Reproduce the part of the material that opens with the line containing "Dataset curation — object class: slate" and continues through the end of the material, switching "Annotate" to "Mark" and leaving all else unchanged.

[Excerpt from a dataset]
════════════════════

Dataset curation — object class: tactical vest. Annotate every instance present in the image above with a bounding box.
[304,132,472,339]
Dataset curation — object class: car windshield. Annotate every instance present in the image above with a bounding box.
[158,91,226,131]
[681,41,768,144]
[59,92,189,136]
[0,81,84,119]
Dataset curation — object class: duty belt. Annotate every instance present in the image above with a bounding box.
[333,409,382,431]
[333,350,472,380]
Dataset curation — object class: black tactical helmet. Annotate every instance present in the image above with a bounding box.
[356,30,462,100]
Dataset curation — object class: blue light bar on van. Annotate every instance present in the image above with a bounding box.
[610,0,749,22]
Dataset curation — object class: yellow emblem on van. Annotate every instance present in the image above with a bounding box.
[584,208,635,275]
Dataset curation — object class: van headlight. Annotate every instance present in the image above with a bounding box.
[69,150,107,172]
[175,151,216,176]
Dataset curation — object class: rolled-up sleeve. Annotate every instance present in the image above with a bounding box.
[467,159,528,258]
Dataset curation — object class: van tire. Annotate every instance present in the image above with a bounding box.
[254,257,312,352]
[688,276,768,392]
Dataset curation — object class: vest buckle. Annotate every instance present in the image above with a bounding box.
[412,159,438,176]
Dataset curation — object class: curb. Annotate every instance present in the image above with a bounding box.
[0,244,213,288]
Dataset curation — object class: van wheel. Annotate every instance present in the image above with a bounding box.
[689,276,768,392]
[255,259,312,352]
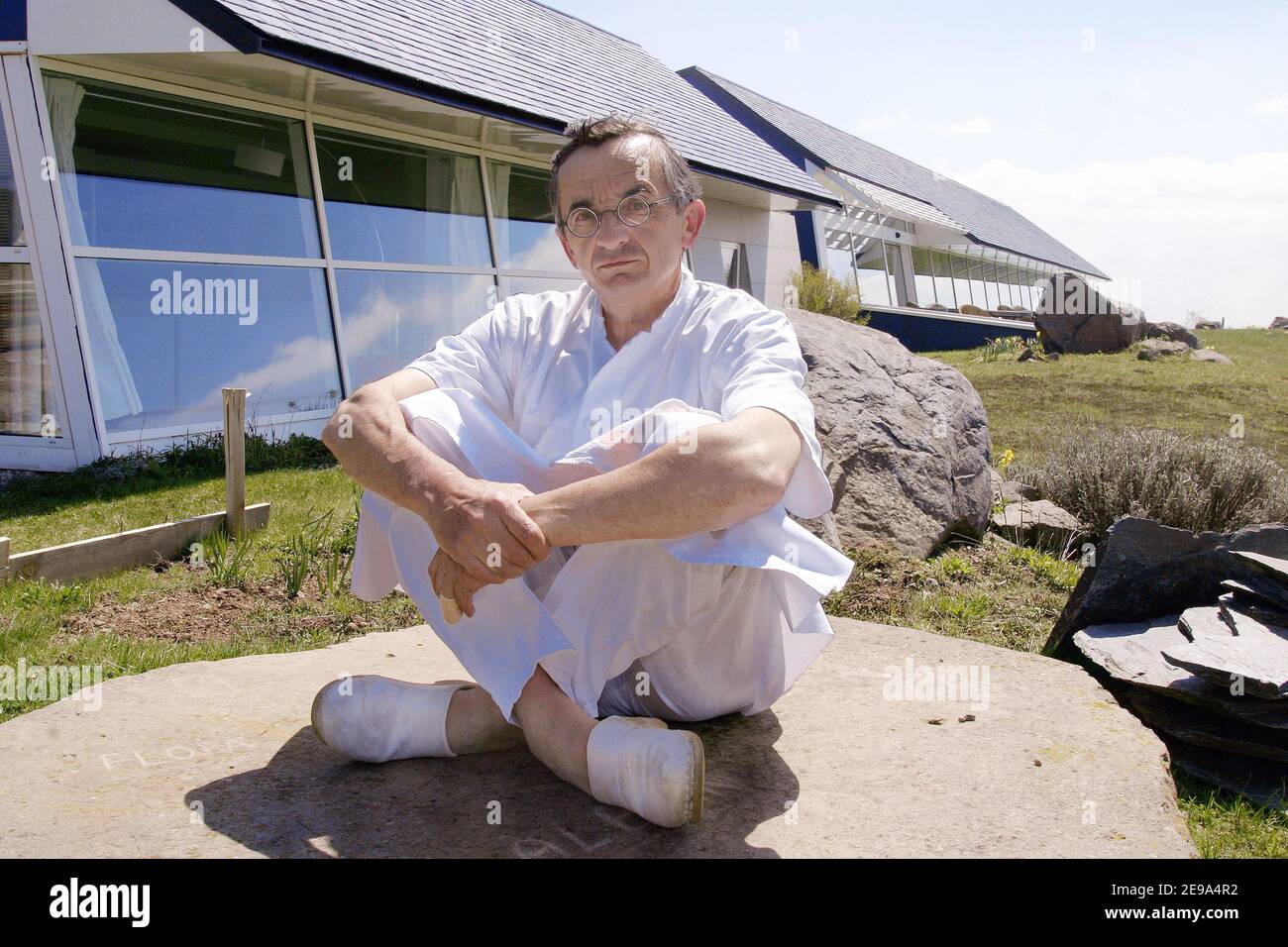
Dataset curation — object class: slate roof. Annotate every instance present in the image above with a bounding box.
[679,65,1109,278]
[171,0,838,206]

════════════════════

== Result of this exercise ==
Dataset curation — object class: slate roof. Mark every instance present in the image above with a bounding box.
[679,65,1109,278]
[171,0,838,206]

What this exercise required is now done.